### Dataset content
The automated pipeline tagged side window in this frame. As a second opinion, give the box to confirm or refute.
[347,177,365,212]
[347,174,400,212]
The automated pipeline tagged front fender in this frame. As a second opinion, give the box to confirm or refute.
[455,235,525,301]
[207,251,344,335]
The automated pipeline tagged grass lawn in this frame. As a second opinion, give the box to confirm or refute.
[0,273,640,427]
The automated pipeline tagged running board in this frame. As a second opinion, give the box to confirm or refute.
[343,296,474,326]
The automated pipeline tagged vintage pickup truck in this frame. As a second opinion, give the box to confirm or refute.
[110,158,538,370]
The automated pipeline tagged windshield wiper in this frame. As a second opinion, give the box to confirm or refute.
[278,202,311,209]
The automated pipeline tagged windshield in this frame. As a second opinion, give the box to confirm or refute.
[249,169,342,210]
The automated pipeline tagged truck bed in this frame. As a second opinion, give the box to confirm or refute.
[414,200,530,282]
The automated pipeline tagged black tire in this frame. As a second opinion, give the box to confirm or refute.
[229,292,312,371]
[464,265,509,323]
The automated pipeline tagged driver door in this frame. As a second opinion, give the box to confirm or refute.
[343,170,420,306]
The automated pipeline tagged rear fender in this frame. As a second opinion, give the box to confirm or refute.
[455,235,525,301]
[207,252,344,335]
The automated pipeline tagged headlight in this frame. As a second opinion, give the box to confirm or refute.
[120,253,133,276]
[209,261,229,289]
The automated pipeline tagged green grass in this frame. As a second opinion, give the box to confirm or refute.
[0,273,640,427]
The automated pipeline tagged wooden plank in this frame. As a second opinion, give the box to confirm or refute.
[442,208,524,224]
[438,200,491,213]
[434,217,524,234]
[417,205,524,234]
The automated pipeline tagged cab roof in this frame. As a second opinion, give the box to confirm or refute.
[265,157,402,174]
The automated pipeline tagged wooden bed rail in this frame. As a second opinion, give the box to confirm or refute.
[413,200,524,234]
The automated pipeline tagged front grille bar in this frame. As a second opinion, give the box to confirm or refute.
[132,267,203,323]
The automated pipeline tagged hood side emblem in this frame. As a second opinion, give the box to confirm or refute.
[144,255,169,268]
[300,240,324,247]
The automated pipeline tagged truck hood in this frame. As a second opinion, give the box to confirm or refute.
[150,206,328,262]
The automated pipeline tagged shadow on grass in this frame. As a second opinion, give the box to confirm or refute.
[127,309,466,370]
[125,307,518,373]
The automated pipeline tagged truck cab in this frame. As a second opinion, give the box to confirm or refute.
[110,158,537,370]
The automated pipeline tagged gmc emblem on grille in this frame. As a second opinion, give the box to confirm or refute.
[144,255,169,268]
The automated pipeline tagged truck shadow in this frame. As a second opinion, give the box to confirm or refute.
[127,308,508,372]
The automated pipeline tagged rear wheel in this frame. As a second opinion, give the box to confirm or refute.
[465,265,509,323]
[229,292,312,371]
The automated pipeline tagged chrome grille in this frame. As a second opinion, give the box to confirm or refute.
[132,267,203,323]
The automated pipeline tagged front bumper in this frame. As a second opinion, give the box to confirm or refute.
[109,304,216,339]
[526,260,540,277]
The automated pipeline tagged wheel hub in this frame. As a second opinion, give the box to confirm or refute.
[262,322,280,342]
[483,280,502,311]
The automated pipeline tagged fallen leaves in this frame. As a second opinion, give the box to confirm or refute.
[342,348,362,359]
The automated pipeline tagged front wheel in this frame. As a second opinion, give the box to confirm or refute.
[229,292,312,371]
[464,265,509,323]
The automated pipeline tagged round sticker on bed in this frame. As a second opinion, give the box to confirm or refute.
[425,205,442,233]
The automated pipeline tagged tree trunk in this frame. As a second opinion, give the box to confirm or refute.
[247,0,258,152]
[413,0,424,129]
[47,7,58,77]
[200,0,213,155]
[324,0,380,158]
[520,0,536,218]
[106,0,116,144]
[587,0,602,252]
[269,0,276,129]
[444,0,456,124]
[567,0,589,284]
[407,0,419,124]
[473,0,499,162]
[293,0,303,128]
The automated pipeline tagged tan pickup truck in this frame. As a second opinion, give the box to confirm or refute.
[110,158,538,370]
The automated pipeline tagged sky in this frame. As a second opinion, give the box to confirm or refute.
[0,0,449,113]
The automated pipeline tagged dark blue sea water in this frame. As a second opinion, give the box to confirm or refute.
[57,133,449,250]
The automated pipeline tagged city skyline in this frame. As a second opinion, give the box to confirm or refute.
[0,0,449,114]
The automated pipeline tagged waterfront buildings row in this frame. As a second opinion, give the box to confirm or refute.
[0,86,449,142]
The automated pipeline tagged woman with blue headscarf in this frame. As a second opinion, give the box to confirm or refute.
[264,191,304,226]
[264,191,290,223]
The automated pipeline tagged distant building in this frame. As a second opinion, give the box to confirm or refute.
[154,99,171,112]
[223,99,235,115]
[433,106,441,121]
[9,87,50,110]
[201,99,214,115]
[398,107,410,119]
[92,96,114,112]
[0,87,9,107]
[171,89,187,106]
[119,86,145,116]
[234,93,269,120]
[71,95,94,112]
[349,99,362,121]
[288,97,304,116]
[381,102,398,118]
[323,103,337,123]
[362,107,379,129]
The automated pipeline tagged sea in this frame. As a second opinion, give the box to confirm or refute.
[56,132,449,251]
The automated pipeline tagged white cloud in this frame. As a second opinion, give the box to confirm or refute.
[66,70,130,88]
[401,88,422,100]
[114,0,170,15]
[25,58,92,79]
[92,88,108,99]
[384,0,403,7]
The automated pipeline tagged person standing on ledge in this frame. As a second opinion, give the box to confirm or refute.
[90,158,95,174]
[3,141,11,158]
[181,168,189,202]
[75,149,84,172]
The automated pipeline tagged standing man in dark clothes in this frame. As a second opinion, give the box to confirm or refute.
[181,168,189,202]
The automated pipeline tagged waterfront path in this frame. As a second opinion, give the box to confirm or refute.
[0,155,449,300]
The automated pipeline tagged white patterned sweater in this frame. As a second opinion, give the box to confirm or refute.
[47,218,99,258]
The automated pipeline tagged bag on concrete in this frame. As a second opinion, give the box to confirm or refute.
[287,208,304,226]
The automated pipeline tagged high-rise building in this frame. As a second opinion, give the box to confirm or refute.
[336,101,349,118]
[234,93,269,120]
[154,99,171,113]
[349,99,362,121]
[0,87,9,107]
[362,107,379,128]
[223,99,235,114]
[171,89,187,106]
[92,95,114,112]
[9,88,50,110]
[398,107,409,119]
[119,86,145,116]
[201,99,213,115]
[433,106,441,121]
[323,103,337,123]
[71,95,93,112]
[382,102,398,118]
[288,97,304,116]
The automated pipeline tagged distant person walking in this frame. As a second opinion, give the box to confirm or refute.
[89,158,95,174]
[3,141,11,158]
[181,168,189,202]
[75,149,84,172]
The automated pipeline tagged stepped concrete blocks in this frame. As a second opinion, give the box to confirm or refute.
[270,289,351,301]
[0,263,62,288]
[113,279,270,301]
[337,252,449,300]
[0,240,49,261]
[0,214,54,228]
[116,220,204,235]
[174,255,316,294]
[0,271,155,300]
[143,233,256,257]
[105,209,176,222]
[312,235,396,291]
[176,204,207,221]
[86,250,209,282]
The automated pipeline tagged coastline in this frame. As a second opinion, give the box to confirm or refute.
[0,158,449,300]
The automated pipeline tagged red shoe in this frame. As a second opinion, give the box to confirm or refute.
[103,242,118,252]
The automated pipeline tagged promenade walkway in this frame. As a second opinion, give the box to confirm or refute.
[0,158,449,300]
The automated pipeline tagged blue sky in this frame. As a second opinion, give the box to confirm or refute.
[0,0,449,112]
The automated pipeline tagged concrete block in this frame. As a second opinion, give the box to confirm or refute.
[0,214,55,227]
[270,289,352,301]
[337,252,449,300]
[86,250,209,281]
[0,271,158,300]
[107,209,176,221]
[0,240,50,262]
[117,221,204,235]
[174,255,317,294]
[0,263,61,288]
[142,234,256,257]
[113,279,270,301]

### What you have to do
Turn the lines above, from the one containing "The automated pipeline tagged blue" through the final line, into a numbered list, skipping any blank lines.

### Finished task
1. The automated pipeline tagged blue sky in this frame. As a second opinion, give the box to confirm or refute.
2. [0,0,449,112]
3. The automated pipeline tagged concrete block in this frame. As a second opinion, give the box to confirm or refute.
4. [0,214,55,227]
5. [270,289,352,301]
6. [337,252,449,300]
7. [86,250,209,281]
8. [0,271,158,300]
9. [107,209,176,221]
10. [0,240,50,262]
11. [117,221,204,235]
12. [174,255,317,294]
13. [0,263,61,288]
14. [142,234,256,257]
15. [113,279,270,301]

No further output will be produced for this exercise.